FRAGMENTO DE LA PÁGINA:
Los Reinos Romano-Bárbaros: Características Comunes
Características de los Reinos Romano-Bárbaros
Aunque los nuevos reinos romano-bárbaros tenían características diferentes, determinadas por las diversas tradiciones políticas y administrativas, por la diferencia entre las provincias romanas en las que se asentaron, etc., es posible también detectar una serie de importantes rasgos comunes. En todos los territorios en los que se asentaron, los bárbaros eran una neta minoría respecto a las poblaciones residentes y, por lo tanto, siempre existió un problema con la convivencia. En la mayor parte de los casos se resolvió con el mantenimiento de las tradiciones jurídicas y administrativas precedentes, que se acompañaban o integraban con las de la tradición bárbara.
Ejemplos de este intento de aproximación, no siempre fácil, entre concepciones del estado y de la realeza, bastante diversas entre sí, fueron las recopilaciones de leyes (Leges) confeccionadas en algunos reinos, como en el visigodo. Durante mucho tiempo los historiadores han discutido si estas leyes tenían un ámbito de aplicación territorial o personal, es decir, si valían para todos aquellos que vivían en el reino o sólo para aquellos que pertenecían a la etnia bárbara invasora. Y aún hoy no hay un consenso en este tema, especialmente porque no en todos los reinos bárbaros se actuó igual. En cualquier caso, sólo el hecho que los soberanos bárbaros sintieran la necesidad de usar un instrumento típico de la tradición jurídica romana como la codificación escrita, utilizando, además, la lengua latina, es una importante señal del encuentro cultural entre bárbaros y romanos.

REGISTROS MOSTRADOS:
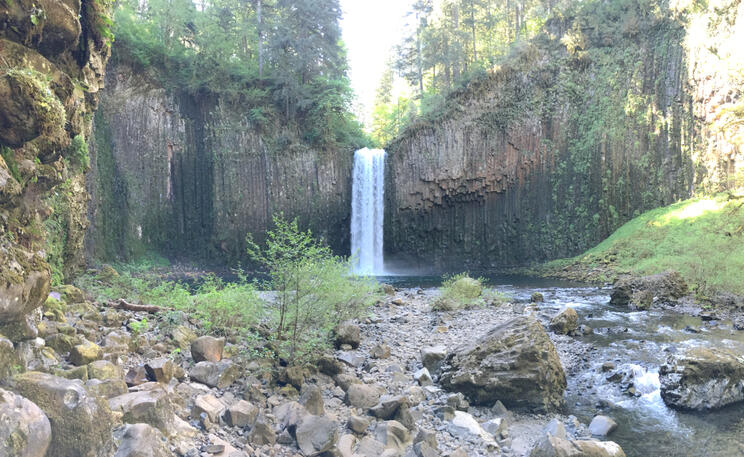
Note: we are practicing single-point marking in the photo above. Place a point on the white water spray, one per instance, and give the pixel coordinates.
(367, 211)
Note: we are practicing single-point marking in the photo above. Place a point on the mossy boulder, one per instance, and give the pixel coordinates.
(81, 424)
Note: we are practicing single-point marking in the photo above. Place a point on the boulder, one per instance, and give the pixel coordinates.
(207, 348)
(514, 362)
(81, 424)
(25, 430)
(565, 322)
(347, 333)
(142, 440)
(316, 434)
(702, 379)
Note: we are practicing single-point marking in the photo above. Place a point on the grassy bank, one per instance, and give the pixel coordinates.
(701, 238)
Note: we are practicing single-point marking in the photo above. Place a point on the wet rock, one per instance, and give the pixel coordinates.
(515, 362)
(702, 378)
(142, 440)
(81, 424)
(316, 434)
(362, 395)
(241, 414)
(602, 426)
(207, 349)
(215, 374)
(85, 353)
(25, 429)
(565, 322)
(347, 333)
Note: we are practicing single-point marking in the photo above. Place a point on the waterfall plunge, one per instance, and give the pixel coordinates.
(367, 211)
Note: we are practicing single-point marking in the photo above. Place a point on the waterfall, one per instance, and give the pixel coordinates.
(367, 208)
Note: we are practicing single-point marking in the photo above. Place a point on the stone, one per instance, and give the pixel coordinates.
(312, 399)
(85, 353)
(514, 362)
(207, 349)
(241, 414)
(602, 426)
(358, 424)
(25, 430)
(347, 333)
(152, 407)
(422, 377)
(362, 395)
(210, 405)
(80, 424)
(142, 440)
(702, 379)
(552, 446)
(380, 351)
(565, 322)
(316, 434)
(215, 374)
(432, 357)
(104, 370)
(160, 370)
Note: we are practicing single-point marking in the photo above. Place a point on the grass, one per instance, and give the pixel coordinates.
(701, 238)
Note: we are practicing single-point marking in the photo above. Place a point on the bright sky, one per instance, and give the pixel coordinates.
(371, 28)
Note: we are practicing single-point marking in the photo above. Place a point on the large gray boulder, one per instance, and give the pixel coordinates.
(24, 428)
(514, 362)
(702, 379)
(81, 424)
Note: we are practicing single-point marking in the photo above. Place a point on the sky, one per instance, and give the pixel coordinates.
(370, 29)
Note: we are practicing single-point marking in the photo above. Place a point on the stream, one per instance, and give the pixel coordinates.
(637, 343)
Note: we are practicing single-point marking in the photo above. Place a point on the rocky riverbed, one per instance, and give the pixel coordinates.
(406, 381)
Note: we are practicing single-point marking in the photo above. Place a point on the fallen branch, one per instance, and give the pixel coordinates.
(123, 304)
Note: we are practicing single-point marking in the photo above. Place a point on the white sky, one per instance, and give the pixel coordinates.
(370, 29)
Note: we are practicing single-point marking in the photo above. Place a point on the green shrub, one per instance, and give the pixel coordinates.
(314, 291)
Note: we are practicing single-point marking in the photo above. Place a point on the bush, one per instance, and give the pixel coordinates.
(314, 291)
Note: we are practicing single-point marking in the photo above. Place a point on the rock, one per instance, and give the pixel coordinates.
(514, 362)
(160, 370)
(362, 395)
(380, 351)
(463, 424)
(315, 435)
(207, 349)
(422, 377)
(642, 292)
(241, 414)
(358, 424)
(152, 407)
(215, 374)
(25, 430)
(565, 322)
(392, 435)
(347, 333)
(552, 446)
(85, 353)
(312, 399)
(602, 426)
(432, 357)
(702, 378)
(142, 440)
(80, 424)
(210, 405)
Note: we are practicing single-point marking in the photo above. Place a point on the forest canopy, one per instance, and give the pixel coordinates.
(282, 59)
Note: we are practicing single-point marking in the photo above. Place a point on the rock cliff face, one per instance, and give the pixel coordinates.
(52, 59)
(581, 129)
(190, 176)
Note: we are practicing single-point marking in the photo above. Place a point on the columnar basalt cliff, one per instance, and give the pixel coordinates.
(52, 60)
(598, 118)
(190, 176)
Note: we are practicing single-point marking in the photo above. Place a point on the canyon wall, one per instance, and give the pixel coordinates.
(189, 176)
(599, 118)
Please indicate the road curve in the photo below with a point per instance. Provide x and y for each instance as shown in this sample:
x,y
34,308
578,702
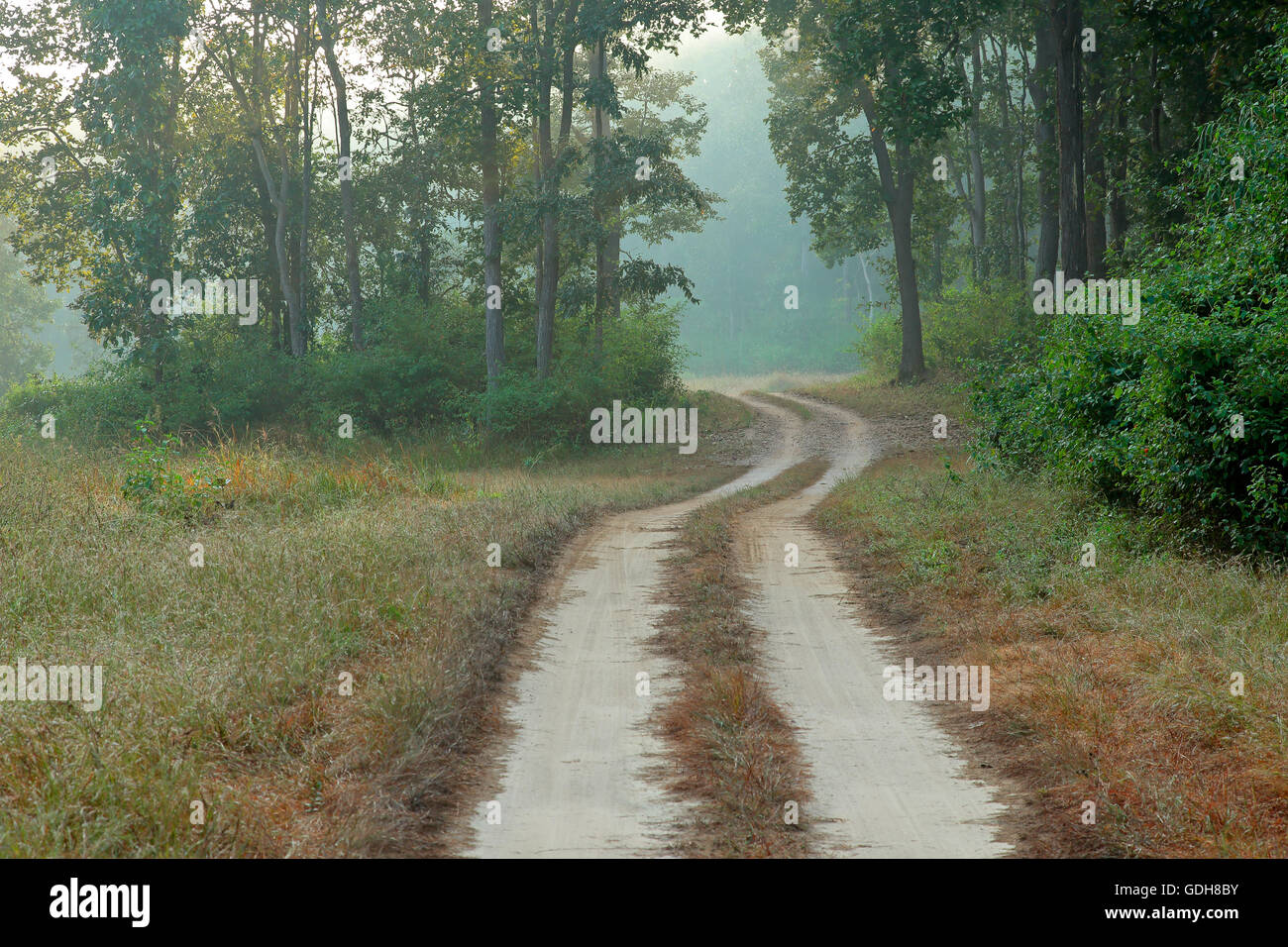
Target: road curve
x,y
575,780
885,779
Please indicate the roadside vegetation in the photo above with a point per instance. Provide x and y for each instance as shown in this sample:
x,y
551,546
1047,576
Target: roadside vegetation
x,y
1112,684
223,682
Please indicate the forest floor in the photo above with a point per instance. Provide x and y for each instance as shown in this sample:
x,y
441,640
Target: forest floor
x,y
1137,705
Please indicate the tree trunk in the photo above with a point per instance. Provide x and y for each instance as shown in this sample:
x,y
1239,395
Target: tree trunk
x,y
1099,184
604,270
346,134
1043,136
549,192
1119,195
979,221
1067,21
493,322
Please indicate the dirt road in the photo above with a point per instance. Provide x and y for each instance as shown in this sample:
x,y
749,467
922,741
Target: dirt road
x,y
576,780
885,779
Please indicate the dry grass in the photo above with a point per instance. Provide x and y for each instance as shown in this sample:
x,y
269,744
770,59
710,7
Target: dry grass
x,y
1111,684
802,411
733,748
222,684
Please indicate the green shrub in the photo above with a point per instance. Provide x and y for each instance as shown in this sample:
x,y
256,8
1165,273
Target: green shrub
x,y
1146,412
965,325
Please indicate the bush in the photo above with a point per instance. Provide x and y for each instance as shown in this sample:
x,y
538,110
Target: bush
x,y
965,325
1147,414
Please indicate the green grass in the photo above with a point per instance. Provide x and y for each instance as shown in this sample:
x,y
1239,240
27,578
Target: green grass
x,y
222,684
1111,684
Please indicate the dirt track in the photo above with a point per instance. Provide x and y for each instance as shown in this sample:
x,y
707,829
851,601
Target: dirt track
x,y
885,779
576,780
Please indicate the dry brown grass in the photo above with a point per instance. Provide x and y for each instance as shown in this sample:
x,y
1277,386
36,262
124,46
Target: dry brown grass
x,y
1109,684
732,745
222,684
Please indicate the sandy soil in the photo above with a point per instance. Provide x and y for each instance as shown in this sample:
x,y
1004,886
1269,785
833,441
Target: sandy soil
x,y
887,781
576,780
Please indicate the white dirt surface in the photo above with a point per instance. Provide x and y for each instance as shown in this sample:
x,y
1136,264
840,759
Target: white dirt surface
x,y
576,780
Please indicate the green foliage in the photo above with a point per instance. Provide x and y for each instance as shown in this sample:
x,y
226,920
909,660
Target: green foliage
x,y
961,328
639,368
1146,412
155,483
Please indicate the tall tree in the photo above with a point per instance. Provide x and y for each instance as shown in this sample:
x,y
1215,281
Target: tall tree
x,y
344,131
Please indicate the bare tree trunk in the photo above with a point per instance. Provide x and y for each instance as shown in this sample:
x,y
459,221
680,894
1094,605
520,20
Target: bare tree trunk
x,y
1119,196
1043,136
549,193
301,272
898,197
979,221
608,245
1096,196
493,322
1067,20
346,134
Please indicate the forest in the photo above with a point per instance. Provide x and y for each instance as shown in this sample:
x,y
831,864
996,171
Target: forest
x,y
369,273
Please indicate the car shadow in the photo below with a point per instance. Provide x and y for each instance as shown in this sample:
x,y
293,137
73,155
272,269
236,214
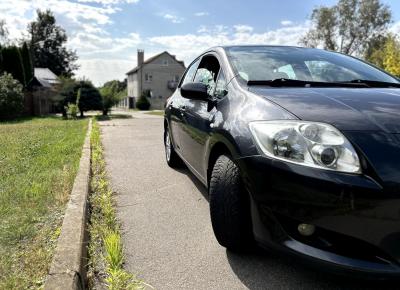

TAREAS ESCRITAS:
• A. Responde a estas preguntas a partir del texto sobre los reinos romano-bárbaros:
(i) ¿Qué proporción representaban los bárbaros respecto a las poblaciones residentes en los territorios donde se asentaron?
(ii) ¿Qué reino se cita como ejemplo de aquellos en los que se confeccionaron recopilaciones de leyes?
(iii) ¿Qué lengua utilizaron los soberanos bárbaros en la codificación escrita?
• B. Copia el fragmento del texto sobre los reinos romano-bárbaros que comienza en "Los Reinos Romano-Bárbaros: Características" y termina en "la tradición bárbara.", y sustituye en él "convivencia" por "coexistencia".

SOLUCIONES DESARROLLADAS:
• A.
(i) Eran una neta minoría.
(ii) El reino visigodo.
(iii) La lengua latina.

• B.
Los Reinos Romano-Bárbaros: Características Comunes
Características de los Reinos Romano-Bárbaros
Aunque los nuevos reinos romano-bárbaros tenían características diferentes, determinadas por las diversas tradiciones políticas y administrativas, por la diferencia entre las provincias romanas en las que se asentaron, etc., es posible también detectar una serie de importantes rasgos comunes. En todos los territorios en los que se asentaron, los bárbaros eran una neta minoría respecto a las poblaciones residentes y, por lo tanto, siempre existió un problema con la coexistencia. En la mayor parte de los casos se resolvió con el mantenimiento de las tradiciones jurídicas y administrativas precedentes, que se acompañaban o integraban con las de la tradición bárbara.